Written task → Pick up the title insurance policy where it stops and write the next part.

Extract →
ALTA U.S. Policy 9-28-91 (Revised 12-3-12)

UNITED STATES OF AMERICA
POLICY OF TITLE INSURANCE
Issued by
BLANK TITLE INSURANCE COMPANY
SUBJECT TO THE EXCLUSIONS FROM COVERAGE, THE EXCEPTIONS FROM COVERAGE
CONTAINED IN SCHEDULE B AND THE CONDITIONS AND STIPULATIONS, BLANK TITLE INSURANCE
COMPANY, a Blank corporation, herein called the Company, insures, as of Date of Policy shown in Schedule
A, against loss or damage, not exceeding the Amount of Insurance stated in Schedule A, sustained or incurred
by the insured by reason of:
1.

Title to the estate or interest described in Schedule A being vested other than as stated therein;

2.

Any defect in or lien or encumbrance on the title;

3.

Unmarketability of the title;

4.

Lack of a right of access to and from the land;

5.

In instances where the insured acquires title to the land by condemnation, failure of the
commitment for title insurance, as updated to the date of the filing of the lis pendens notice or the
Declaration of Taking, to disclose the parties having an interest in the land as disclosed by the
public records.

6.

Title to the estate or interest described in Schedule A being vested other than as stated therein
or being defective:
(a)

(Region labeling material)

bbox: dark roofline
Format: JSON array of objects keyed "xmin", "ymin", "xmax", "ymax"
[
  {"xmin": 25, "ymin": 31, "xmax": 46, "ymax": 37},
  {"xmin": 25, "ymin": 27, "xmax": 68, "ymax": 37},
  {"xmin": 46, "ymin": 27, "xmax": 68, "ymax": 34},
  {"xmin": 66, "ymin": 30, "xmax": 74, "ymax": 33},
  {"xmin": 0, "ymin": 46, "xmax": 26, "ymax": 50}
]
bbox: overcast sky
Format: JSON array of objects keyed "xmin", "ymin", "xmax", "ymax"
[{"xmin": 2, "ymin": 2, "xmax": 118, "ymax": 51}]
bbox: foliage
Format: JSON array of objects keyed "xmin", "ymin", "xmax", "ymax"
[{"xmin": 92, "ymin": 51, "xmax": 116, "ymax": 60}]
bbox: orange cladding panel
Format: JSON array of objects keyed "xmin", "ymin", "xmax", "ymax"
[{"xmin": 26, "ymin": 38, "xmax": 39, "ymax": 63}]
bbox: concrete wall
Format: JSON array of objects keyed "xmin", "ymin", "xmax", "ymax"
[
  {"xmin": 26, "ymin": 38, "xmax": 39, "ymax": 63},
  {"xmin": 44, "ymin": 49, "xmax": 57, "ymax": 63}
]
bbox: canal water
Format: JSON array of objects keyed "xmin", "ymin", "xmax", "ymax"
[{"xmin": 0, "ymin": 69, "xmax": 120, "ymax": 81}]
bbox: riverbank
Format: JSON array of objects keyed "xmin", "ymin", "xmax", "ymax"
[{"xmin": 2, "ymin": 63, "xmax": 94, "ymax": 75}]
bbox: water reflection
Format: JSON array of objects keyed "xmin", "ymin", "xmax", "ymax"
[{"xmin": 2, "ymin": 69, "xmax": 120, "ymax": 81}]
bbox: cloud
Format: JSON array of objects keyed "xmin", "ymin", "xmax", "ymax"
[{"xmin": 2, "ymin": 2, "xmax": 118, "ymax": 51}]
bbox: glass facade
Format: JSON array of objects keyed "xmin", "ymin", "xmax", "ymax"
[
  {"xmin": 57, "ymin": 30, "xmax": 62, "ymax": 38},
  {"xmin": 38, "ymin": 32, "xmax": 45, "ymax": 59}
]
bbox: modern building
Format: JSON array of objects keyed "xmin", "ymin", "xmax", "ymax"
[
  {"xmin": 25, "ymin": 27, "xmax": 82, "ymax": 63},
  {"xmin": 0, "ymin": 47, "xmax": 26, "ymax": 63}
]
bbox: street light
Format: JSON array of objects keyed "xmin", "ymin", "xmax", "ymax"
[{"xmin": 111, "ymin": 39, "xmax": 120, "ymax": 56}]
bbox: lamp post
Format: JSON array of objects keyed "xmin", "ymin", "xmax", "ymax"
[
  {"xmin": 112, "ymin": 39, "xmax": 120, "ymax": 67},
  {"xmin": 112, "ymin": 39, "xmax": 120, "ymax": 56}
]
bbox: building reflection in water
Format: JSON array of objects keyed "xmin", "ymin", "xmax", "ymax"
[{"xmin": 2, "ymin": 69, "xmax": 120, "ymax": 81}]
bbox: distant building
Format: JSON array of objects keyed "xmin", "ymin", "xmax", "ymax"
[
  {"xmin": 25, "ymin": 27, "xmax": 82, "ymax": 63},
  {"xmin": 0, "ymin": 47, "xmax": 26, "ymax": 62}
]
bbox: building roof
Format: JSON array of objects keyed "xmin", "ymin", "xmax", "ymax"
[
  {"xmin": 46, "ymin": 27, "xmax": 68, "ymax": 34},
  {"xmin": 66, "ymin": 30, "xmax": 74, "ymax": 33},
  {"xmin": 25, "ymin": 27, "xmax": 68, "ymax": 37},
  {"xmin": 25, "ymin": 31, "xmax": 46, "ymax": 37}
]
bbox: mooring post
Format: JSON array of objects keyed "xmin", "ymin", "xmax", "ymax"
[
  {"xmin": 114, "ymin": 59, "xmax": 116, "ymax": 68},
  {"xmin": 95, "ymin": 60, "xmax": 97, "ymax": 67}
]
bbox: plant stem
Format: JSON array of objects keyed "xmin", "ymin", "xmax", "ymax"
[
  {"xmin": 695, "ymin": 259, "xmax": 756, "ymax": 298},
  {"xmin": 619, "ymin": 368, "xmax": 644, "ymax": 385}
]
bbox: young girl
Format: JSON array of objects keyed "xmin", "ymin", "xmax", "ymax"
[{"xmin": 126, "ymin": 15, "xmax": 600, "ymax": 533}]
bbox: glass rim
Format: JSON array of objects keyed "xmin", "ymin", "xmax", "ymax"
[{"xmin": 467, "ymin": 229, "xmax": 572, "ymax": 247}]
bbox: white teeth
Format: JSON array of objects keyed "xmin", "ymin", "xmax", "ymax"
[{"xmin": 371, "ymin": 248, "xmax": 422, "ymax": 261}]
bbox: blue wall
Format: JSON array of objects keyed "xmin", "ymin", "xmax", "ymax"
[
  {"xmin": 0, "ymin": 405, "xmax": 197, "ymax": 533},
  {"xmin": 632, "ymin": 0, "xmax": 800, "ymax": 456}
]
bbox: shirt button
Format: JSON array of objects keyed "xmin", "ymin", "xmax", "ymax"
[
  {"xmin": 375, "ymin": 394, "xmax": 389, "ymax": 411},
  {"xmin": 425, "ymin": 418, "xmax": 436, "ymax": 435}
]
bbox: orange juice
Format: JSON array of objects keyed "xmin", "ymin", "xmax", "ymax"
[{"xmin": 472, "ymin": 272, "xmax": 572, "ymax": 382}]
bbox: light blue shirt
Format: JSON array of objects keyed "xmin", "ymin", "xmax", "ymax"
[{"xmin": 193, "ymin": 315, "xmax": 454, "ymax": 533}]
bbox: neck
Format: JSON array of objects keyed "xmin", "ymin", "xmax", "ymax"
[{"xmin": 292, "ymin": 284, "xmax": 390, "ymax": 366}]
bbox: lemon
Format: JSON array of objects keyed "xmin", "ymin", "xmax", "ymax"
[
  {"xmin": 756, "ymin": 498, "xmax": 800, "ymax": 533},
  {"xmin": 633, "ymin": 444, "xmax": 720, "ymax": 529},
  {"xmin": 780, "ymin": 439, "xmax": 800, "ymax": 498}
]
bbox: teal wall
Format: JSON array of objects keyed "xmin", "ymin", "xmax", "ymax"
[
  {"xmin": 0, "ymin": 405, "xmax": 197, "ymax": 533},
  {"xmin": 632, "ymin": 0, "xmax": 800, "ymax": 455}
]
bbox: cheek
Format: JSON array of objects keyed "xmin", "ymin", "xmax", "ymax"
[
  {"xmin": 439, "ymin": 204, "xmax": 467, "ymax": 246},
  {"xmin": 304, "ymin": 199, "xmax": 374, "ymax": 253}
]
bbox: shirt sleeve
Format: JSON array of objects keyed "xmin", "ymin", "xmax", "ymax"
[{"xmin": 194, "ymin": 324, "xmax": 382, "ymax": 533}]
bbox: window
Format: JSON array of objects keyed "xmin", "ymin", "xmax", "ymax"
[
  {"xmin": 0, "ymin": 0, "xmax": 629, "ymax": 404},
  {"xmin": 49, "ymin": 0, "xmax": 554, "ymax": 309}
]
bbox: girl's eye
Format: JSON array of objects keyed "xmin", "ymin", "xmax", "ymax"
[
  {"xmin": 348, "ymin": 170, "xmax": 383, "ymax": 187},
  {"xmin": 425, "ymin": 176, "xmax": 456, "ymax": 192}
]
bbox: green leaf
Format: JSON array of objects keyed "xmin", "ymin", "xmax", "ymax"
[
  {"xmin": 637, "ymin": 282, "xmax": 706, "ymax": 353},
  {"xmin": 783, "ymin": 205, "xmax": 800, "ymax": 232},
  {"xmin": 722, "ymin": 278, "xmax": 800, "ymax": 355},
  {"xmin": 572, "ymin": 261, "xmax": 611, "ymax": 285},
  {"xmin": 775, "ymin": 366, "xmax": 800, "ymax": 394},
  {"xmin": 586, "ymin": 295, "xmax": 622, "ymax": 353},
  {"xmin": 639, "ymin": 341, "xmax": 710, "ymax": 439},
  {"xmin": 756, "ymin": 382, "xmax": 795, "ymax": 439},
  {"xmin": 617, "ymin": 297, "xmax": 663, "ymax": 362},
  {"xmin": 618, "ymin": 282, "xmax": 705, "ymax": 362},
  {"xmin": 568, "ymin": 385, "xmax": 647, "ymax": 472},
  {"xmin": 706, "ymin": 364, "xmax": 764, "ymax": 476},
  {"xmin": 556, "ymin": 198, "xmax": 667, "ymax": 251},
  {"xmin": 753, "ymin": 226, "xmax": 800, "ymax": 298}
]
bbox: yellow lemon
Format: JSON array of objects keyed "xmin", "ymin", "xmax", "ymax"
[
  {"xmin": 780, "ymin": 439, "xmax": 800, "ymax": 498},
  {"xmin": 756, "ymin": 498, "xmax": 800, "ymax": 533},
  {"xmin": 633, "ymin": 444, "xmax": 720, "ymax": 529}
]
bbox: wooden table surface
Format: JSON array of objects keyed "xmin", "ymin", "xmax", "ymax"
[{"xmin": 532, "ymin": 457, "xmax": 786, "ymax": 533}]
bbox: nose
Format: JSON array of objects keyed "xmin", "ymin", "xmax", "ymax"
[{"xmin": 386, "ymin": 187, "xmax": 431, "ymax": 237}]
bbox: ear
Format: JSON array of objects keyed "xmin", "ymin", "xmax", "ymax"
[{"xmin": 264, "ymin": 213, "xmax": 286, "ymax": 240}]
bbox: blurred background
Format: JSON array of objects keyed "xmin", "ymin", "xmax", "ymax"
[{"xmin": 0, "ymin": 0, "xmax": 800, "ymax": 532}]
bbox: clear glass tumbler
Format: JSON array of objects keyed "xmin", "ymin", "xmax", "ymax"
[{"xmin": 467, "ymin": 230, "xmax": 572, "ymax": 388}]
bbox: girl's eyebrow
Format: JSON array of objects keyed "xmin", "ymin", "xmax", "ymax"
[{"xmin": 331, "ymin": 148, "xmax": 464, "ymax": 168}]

Solved exercise →
as a result of the avoidance in whole or in part, or from a court order providing an
alternative remedy, of a transfer of all or any part of the title to or any interest in the land
occurring prior to the transaction vesting title as shown in Schedule A because that prior
transfer constituted a fraudulent or preferential transfer under federal bankruptcy, state
insolvency, or similar creditors' rights laws; or

(b)

because the instrument of transfer vesting title as shown in Schedule A constitutes a
preferential transfer under federal bankruptcy, state insolvency, or similar creditors' rights
laws by reason of the failure of its recording in the public records
(i)
(ii)

to be timely, or
to impart notice of its existence to a purchaser for value or to a judgment or lien
creditor.

The Company will also pay the costs, attorneys' fees and expenses incurred in defense of the title, as insured, but
only to the extent provided in the Conditions and Stipulations.

[Witness clause optional]
BLANK TITLE INSURANCE COMPANY
BY: __________________________________
(Page 1 of 10)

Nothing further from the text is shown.